REQUIREMENTS: Copy the material that follows word for word and omit its pictures.
-------- MATERIAL FOR THIS TASK
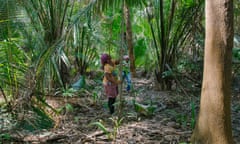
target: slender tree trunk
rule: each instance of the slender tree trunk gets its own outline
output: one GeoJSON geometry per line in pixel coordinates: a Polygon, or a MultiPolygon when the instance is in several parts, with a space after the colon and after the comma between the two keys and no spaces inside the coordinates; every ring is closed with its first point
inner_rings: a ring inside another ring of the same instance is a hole
{"type": "Polygon", "coordinates": [[[193,144],[233,144],[231,58],[233,1],[206,0],[206,38],[200,113],[193,144]]]}
{"type": "Polygon", "coordinates": [[[131,24],[131,17],[129,6],[125,5],[125,21],[126,21],[126,40],[127,40],[127,47],[128,47],[128,54],[130,59],[130,71],[131,76],[136,76],[136,68],[135,68],[135,57],[133,52],[133,40],[132,40],[132,24],[131,24]]]}

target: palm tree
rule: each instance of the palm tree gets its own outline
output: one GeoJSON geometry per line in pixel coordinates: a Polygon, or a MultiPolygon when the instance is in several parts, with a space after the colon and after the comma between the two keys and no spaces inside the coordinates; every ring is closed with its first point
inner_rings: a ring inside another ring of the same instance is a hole
{"type": "Polygon", "coordinates": [[[146,5],[153,37],[157,66],[155,75],[160,89],[170,89],[172,68],[186,44],[202,1],[151,0],[146,5]]]}

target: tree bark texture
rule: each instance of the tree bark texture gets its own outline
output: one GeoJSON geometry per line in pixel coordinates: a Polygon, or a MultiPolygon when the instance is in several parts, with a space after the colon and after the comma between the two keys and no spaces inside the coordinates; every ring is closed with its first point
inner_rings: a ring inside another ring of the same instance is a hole
{"type": "Polygon", "coordinates": [[[126,42],[128,47],[128,54],[130,60],[130,71],[131,76],[135,77],[136,75],[136,68],[135,68],[135,56],[133,50],[133,40],[132,40],[132,24],[131,24],[131,17],[129,6],[126,4],[124,8],[125,13],[125,21],[126,21],[126,42]]]}
{"type": "Polygon", "coordinates": [[[200,112],[193,144],[233,144],[231,61],[233,1],[206,0],[206,37],[200,112]]]}

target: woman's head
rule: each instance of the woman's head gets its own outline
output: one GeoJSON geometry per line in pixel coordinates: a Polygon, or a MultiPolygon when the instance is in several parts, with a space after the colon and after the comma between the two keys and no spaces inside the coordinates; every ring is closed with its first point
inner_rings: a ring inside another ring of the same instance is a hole
{"type": "Polygon", "coordinates": [[[102,66],[104,66],[106,63],[108,63],[108,61],[111,60],[111,56],[104,53],[101,55],[101,64],[102,66]]]}

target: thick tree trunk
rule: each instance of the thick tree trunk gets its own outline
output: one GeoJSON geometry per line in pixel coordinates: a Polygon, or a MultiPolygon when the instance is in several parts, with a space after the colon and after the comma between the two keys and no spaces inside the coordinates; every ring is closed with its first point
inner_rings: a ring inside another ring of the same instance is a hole
{"type": "Polygon", "coordinates": [[[132,25],[131,25],[131,17],[130,11],[127,4],[125,5],[125,21],[126,21],[126,40],[127,40],[127,47],[128,47],[128,54],[130,60],[130,71],[131,76],[135,77],[136,75],[136,68],[135,68],[135,57],[133,52],[133,40],[132,40],[132,25]]]}
{"type": "Polygon", "coordinates": [[[233,144],[231,126],[232,0],[206,0],[206,38],[200,113],[193,144],[233,144]]]}

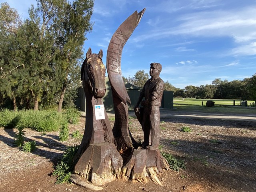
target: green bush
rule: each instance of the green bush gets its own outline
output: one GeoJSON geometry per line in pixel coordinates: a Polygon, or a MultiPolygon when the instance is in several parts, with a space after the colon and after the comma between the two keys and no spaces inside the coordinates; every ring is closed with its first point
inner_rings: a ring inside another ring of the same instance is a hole
{"type": "Polygon", "coordinates": [[[182,127],[181,130],[183,132],[186,132],[187,133],[190,133],[192,131],[189,127],[187,127],[186,126],[183,126],[182,127]]]}
{"type": "Polygon", "coordinates": [[[15,127],[19,119],[18,112],[8,109],[0,111],[0,127],[15,127]]]}
{"type": "Polygon", "coordinates": [[[74,107],[70,107],[65,109],[64,114],[66,119],[69,123],[76,124],[79,122],[79,118],[81,115],[79,111],[74,107]]]}
{"type": "Polygon", "coordinates": [[[16,139],[14,143],[17,146],[21,147],[24,144],[24,136],[25,136],[24,131],[23,131],[23,128],[19,128],[18,129],[18,134],[16,136],[16,139]]]}
{"type": "Polygon", "coordinates": [[[26,153],[30,153],[36,148],[36,142],[29,141],[25,143],[22,146],[22,151],[26,153]]]}
{"type": "Polygon", "coordinates": [[[56,131],[67,123],[66,117],[66,114],[52,110],[13,112],[6,110],[0,112],[0,126],[28,128],[40,132],[56,131]]]}
{"type": "Polygon", "coordinates": [[[68,182],[76,163],[73,162],[73,159],[79,148],[78,145],[69,147],[62,156],[60,162],[55,166],[52,174],[57,176],[56,184],[68,182]]]}
{"type": "Polygon", "coordinates": [[[83,135],[80,133],[80,132],[79,132],[79,131],[78,130],[76,130],[74,132],[73,132],[72,133],[72,136],[73,138],[81,138],[83,136],[83,135]]]}
{"type": "Polygon", "coordinates": [[[170,153],[162,152],[161,154],[167,160],[171,169],[179,171],[180,169],[186,169],[184,161],[176,158],[170,153]]]}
----------------
EXERCISE OUTPUT:
target: slender tree trunk
rule: each instance of the slender tree trunk gets its own outline
output: one GeoJSON geometry per line in pixel coordinates: a Polygon, or a MultiPolygon when the instance is in several parts, with a space after the colon and after the comma between the two keys and no spaces inside the coordinates; every ring is closed with its first point
inner_rings: a ring inside another ring of the same instance is a hole
{"type": "Polygon", "coordinates": [[[193,144],[233,144],[231,58],[233,1],[206,0],[206,38],[200,113],[193,144]]]}
{"type": "Polygon", "coordinates": [[[131,24],[131,17],[129,6],[125,5],[125,21],[126,21],[126,40],[127,40],[127,47],[128,47],[128,54],[130,59],[130,71],[131,76],[136,76],[136,68],[135,68],[135,57],[133,52],[133,40],[132,40],[132,24],[131,24]]]}

target: palm tree
rule: each instance of the palm tree gets its own outline
output: one GeoJSON geometry per line in pixel coordinates: a Polygon, or a MultiPolygon when the instance is in several parts, with a space after the colon and after the comma between the two keys and no spaces inside the coordinates; every ring is closed with its first point
inner_rings: a ring inside another ring of the same instance is a hole
{"type": "Polygon", "coordinates": [[[146,5],[153,37],[157,66],[155,75],[160,89],[170,89],[172,68],[186,44],[202,1],[151,0],[146,5]]]}

target: tree bark texture
rule: each instance of the tree bark texture gets its own outline
output: one GeoJSON geometry per line in pixel coordinates: a Polygon, or a MultiPolygon when the instance is in several parts, with a space after the colon and after the comma between the two keys and no spaces inside the coordinates; every ring is closed with its first point
inner_rings: a ring inside another ring of the same instance is a hole
{"type": "Polygon", "coordinates": [[[126,42],[128,47],[128,54],[130,60],[130,71],[131,76],[135,77],[136,75],[136,68],[135,68],[135,56],[133,50],[133,40],[132,40],[132,24],[131,24],[131,17],[129,6],[126,4],[124,8],[125,13],[125,21],[126,21],[126,42]]]}
{"type": "Polygon", "coordinates": [[[200,112],[193,144],[233,144],[231,61],[233,1],[206,0],[206,37],[200,112]]]}

target: woman's head
rule: each instance of the woman's head gets its own outline
output: one GeoJSON geometry per line in pixel coordinates: a Polygon, or a MultiPolygon when the instance is in several parts, with a space after the colon and after the comma between the two keys and no spaces inside the coordinates; every ring is closed with its first point
inner_rings: a ring inside another ring of the same instance is a hole
{"type": "Polygon", "coordinates": [[[102,66],[104,66],[106,63],[108,63],[108,61],[111,60],[111,56],[104,53],[101,55],[101,64],[102,66]]]}

target: thick tree trunk
rule: each instance of the thick tree trunk gets its own outline
output: one GeoJSON geometry per line in pixel coordinates: a Polygon, or a MultiPolygon when the instance is in several parts, with a space after the colon and after the comma between the two keys and no spaces inside the coordinates; every ring is closed with its first point
inner_rings: a ring inside another ring of the same instance is a hole
{"type": "Polygon", "coordinates": [[[132,25],[131,25],[131,17],[130,11],[127,4],[125,5],[125,21],[126,21],[126,40],[127,40],[127,47],[128,47],[128,54],[130,60],[130,71],[131,76],[135,77],[136,75],[136,68],[135,68],[135,57],[133,52],[133,40],[132,40],[132,25]]]}
{"type": "Polygon", "coordinates": [[[233,144],[231,126],[232,0],[206,0],[206,38],[200,113],[193,144],[233,144]]]}

target: green bush
rule: each instance of the green bush gets its own outline
output: one GeoJSON geometry per line in pixel coordinates: a Polygon, or a MultiPolygon when the instance is in several parts, with a space after the colon and after the comma between the two keys and no spaces inside the coordinates; every ring is closed with its first point
inner_rings: a ring inside another ring of the same instance is a hole
{"type": "Polygon", "coordinates": [[[182,127],[181,130],[183,132],[186,132],[187,133],[190,133],[192,131],[189,127],[187,127],[186,126],[183,126],[182,127]]]}
{"type": "Polygon", "coordinates": [[[15,127],[19,119],[18,112],[8,109],[0,111],[0,127],[15,127]]]}
{"type": "Polygon", "coordinates": [[[74,107],[70,107],[65,109],[64,114],[66,119],[69,123],[76,124],[79,122],[79,118],[81,115],[79,111],[74,107]]]}
{"type": "Polygon", "coordinates": [[[16,139],[14,143],[17,146],[21,147],[24,144],[24,136],[25,136],[24,131],[23,131],[23,128],[19,128],[18,129],[18,134],[16,136],[16,139]]]}
{"type": "Polygon", "coordinates": [[[26,153],[30,153],[36,148],[36,142],[29,141],[25,143],[22,146],[22,151],[26,153]]]}
{"type": "Polygon", "coordinates": [[[56,131],[67,123],[66,117],[66,114],[52,110],[13,112],[6,110],[0,112],[0,126],[28,128],[40,132],[56,131]]]}
{"type": "Polygon", "coordinates": [[[68,182],[76,163],[73,162],[73,159],[79,148],[78,145],[69,147],[62,156],[60,162],[55,166],[52,174],[57,176],[56,184],[68,182]]]}
{"type": "Polygon", "coordinates": [[[83,135],[80,133],[80,132],[79,132],[79,131],[78,130],[76,130],[74,132],[73,132],[72,133],[72,136],[73,138],[81,138],[83,136],[83,135]]]}
{"type": "Polygon", "coordinates": [[[170,153],[162,152],[161,154],[167,160],[171,169],[179,171],[180,169],[186,169],[184,161],[176,158],[170,153]]]}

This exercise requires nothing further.